▸ Brief
Reproduce all entries precisely as they are written.

(Point annotation records)
• • • •
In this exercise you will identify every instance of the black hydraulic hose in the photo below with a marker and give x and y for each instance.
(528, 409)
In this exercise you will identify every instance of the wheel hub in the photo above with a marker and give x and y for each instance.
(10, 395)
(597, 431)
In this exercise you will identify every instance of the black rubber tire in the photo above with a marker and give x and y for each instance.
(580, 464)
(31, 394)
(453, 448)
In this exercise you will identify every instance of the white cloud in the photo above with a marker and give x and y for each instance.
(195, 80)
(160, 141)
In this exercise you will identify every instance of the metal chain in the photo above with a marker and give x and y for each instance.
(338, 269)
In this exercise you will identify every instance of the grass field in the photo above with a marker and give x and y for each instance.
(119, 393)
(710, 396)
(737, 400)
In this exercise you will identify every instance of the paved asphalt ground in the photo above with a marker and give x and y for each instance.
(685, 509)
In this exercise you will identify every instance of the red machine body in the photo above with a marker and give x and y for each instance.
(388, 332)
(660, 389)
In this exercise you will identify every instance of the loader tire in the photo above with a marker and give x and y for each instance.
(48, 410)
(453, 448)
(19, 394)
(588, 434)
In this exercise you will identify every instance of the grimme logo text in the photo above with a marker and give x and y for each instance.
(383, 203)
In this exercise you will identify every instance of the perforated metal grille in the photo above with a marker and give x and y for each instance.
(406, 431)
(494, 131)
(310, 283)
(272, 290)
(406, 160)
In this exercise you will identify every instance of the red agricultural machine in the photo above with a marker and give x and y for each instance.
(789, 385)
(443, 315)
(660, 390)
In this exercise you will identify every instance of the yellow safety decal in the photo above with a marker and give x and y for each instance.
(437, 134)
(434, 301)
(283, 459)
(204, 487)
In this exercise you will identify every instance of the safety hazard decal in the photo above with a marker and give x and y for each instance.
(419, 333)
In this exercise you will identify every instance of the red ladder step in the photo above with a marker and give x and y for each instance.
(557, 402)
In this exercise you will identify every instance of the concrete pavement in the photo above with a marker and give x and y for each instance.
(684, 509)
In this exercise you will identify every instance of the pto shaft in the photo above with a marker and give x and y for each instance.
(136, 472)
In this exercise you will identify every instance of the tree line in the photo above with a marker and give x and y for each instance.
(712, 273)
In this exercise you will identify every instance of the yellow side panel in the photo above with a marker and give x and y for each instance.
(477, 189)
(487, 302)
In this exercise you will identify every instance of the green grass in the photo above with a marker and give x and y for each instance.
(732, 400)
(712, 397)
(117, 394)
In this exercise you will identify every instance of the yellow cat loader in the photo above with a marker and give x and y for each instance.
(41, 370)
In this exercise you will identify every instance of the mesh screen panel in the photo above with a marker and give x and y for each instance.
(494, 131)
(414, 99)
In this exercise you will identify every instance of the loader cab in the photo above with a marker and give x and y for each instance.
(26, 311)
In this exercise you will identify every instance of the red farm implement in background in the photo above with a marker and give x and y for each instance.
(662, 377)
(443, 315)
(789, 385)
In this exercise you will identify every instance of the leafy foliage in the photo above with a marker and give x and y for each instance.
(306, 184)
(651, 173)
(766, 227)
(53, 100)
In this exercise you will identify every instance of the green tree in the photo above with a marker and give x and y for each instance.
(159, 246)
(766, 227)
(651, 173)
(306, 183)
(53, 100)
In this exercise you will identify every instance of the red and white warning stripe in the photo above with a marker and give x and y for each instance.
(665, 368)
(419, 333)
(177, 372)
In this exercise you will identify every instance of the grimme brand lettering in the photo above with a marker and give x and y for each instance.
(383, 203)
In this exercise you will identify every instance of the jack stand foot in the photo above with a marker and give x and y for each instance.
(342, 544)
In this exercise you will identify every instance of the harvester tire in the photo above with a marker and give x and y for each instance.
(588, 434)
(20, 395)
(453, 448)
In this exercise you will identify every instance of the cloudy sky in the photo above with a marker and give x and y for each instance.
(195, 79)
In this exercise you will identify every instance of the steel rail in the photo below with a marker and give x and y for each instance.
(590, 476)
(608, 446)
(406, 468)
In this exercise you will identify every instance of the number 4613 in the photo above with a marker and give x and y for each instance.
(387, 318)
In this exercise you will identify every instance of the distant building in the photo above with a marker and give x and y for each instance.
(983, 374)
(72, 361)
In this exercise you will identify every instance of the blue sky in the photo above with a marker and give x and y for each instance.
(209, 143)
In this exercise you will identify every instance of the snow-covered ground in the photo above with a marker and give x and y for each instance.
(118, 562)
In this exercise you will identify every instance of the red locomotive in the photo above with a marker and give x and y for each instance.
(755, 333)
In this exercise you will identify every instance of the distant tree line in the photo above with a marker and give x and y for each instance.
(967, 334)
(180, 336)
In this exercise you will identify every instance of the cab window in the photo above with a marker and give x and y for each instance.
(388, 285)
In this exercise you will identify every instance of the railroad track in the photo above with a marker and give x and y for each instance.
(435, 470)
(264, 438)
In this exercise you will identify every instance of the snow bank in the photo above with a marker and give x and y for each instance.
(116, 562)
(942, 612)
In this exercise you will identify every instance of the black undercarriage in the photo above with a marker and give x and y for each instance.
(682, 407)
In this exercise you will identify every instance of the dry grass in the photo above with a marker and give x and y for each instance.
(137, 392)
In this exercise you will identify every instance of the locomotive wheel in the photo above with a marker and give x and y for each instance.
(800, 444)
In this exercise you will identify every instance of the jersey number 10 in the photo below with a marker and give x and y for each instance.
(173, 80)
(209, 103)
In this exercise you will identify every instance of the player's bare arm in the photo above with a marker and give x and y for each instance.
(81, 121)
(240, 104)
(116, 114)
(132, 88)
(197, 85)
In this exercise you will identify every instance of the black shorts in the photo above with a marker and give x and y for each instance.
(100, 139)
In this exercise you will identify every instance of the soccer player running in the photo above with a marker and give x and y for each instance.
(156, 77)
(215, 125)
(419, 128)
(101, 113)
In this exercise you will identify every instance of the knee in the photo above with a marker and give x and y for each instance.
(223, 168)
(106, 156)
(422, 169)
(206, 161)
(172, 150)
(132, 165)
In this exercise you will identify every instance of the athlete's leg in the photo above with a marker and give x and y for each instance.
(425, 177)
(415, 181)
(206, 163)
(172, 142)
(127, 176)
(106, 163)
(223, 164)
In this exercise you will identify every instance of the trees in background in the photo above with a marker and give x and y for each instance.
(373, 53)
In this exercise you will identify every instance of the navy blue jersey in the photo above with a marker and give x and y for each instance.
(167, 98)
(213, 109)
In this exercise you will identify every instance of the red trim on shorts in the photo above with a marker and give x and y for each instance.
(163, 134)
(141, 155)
• • • •
▸ Written response
In this exercise you will identify every instance of the black hydraulic hose in the photo below with a marker and give x and y for each instance.
(528, 409)
In this exercise you will identify every instance of the wheel hub in the photo above with a marker and give x and y for each instance.
(10, 395)
(597, 431)
In this exercise you will identify every instance of the black rubber tire in the photo above with a marker and give x and y for each instance.
(580, 464)
(31, 394)
(453, 448)
In this exercise you will identify every instance of the white cloud in the photo above with a marker and give x and y for each instance.
(195, 80)
(160, 141)
In this exercise you will identify every instance of the metal chain in the photo above with a marker and give x and y for each instance.
(338, 269)
In this exercise you will identify every instance of the grass field in the photo above with a marker and give x and y for each instance.
(119, 393)
(710, 396)
(737, 400)
In this exercise you will identify every instance of the paved asphalt ground in the photo above with a marker and give x and y for each instance.
(685, 509)
In this exercise you will identify every instance of the red machine body in the photo above with a marker and give x and y for each instance.
(388, 332)
(660, 389)
In this exercise you will identify every instance of the loader tire in the photo above with a marker and give x and y for each instance.
(48, 410)
(453, 448)
(19, 394)
(588, 434)
In this exercise you will identify every instance of the grimme logo text in the photo above with a marker and give x and y for each instance.
(383, 203)
In this exercise you will identify every instance of the perforated metal grille in the photo above with a marker and give x and y for each instance.
(406, 431)
(494, 131)
(310, 283)
(272, 290)
(406, 160)
In this exercise you will identify every instance of the red agricultural machine in the photo above with a marker and give x and y for each instance.
(789, 385)
(443, 315)
(660, 390)
In this exercise you will identify every instance of the yellow safety decal in the photo above with a marker and give x and y for each instance.
(437, 134)
(434, 301)
(283, 459)
(204, 487)
In this exercise you will identify every instance of the safety hazard decal in the photo above with a marker and give x and y for each instance.
(419, 333)
In this exercise you will identify every instance of the red ladder step in the photo above with a marker and give x and y for each instance.
(557, 402)
In this exercise you will identify every instance of the concrete pavement in the photo above with a marker and give x and y for each instance.
(684, 509)
In this exercise you will identify every instance of the pto shaft in the photo above with a marker and give x and y for each instance.
(136, 472)
In this exercise you will identify every instance of the tree line in the photo above with a marker and give x and y for each instance.
(712, 273)
In this exercise you will identify every instance of the yellow side panel in the photo above with a marker and give x and y for each instance.
(477, 189)
(487, 302)
In this exercise you will identify every instance of the green grass in the photo above with a marker and give x and y for each instance.
(732, 400)
(712, 397)
(117, 394)
In this exercise you will identify every instance of the yellow cat loader in the photo above with a marker and give x and y for each instance.
(41, 370)
In this exercise you will identify every instance of the mesh screen panel in the photo above with a marker and give x and y for each instance.
(494, 131)
(414, 99)
In this exercise you will identify every instance of the loader cab in the photo above with a marker and give x and y for each instance.
(26, 311)
In this exercise you will identify every instance of the red farm implement in background in the photo above with a marker and give x and y for each instance.
(662, 377)
(443, 315)
(789, 385)
In this exercise you will identify every instance of the leafy foliage in the photo above with a marker and give x and y for each instance.
(306, 184)
(651, 173)
(766, 227)
(53, 100)
In this exercise you will identify every instance of the green tree in the photo above with a marker and give x and y for each instance.
(159, 246)
(766, 227)
(651, 173)
(306, 183)
(53, 100)
In this exercise you will identify every instance of the red and white warning stripe in the photo above with a marker and give x and y for each instance.
(665, 368)
(419, 333)
(177, 372)
In this exercise you will identify every instance of the grimme brand lettering in the photo above with a marker and give x and y for each instance.
(383, 203)
In this exercise you will identify every instance of the jack stand foot in the photo above with a marker and give x and y for each instance.
(342, 544)
In this exercise you will identify every instance of the harvester tire in the photo above with a marker and give x and y for each instance.
(588, 434)
(20, 395)
(453, 448)
In this exercise you will identify every instance of the cloudy sky in the photo above with a marker and give x and y for each instance.
(195, 79)
In this exercise you will identify every instance of the steel rail in the photo below with a marker and give x and y for each instance.
(590, 476)
(608, 446)
(406, 468)
In this exercise you will identify every instance of the number 4613 in the photo above with a marker and give x and y for each instance.
(387, 318)
In this exercise you will identify every instance of the distant building in the photo above with a marker and give x and y for each instance.
(983, 374)
(72, 361)
In this exercise you will identify every instance of the blue sky in the photo above with a marker and give x and y for each instance.
(209, 143)
In this exercise you will identify every instance of the snow-covered ground in the photo above with a marker and give x and y for each instance.
(118, 562)
In this exercise you will identify every instance of the red locomotive in the photo above with a marker and give x and y for each instance.
(755, 333)
In this exercise you will identify every instance of the distant tree line in the photo above with a marker and give x and y for each instance.
(967, 334)
(180, 336)
In this exercise you will identify every instance of the cab window in the photo above with a marker and give x and y for each instance.
(388, 285)
In this exercise you will identify every instance of the railroad track in the photo above with a marker and give x and y for each instance.
(435, 470)
(264, 438)
In this exercise you will identify every instance of the snow bank in the photo above with a marker and give x and y for each instance.
(116, 562)
(942, 612)
In this exercise you will identify every instance of the black undercarriage in the photo above with a marker and give x and y for each instance.
(682, 407)
In this exercise you will identify every instance of the dry grass in the photo above with a marker and give x and y for each instance.
(137, 392)
In this exercise you will identify every instance of the locomotive wheel in the photo above with a marker and give x and y for each instance.
(800, 444)
In this exercise you will identify every instance of the jersey number 10 in the photo below with a marker and give x and y for each instance.
(173, 80)
(209, 103)
In this exercise you will identify every instance of the player's bare arm in the photo above with a marker and give x and y for each instance.
(81, 121)
(240, 104)
(116, 114)
(132, 88)
(197, 85)
In this exercise you will identify every instance of the black shorts in the photo above with a marker and give x and y for each instance.
(100, 139)
In this exercise you will identify every instance of the soccer player running in the photo above with a marker and give x and y for each instance.
(156, 77)
(215, 125)
(419, 128)
(101, 113)
In this exercise you will identify every instance of the knee in the photo above with a marker and give x and y for each instance.
(223, 168)
(106, 156)
(422, 169)
(206, 161)
(172, 150)
(132, 165)
In this exercise you will identify every instance of the athlete's leg in the photo above with a marker and give x and y for each instance.
(425, 177)
(415, 181)
(206, 163)
(172, 142)
(127, 176)
(106, 163)
(223, 164)
In this exercise you will identify every instance of the trees in background in the photo above with a marker and give x and y for each instance.
(373, 53)
In this exercise you will identify every instance of the navy blue jersey in the photo above with a marker and give x and y for each instance.
(167, 98)
(213, 109)
In this exercise you will identify every instance of the red trim on shorts in the photo above with a marker and give x and y for each instance.
(163, 134)
(141, 155)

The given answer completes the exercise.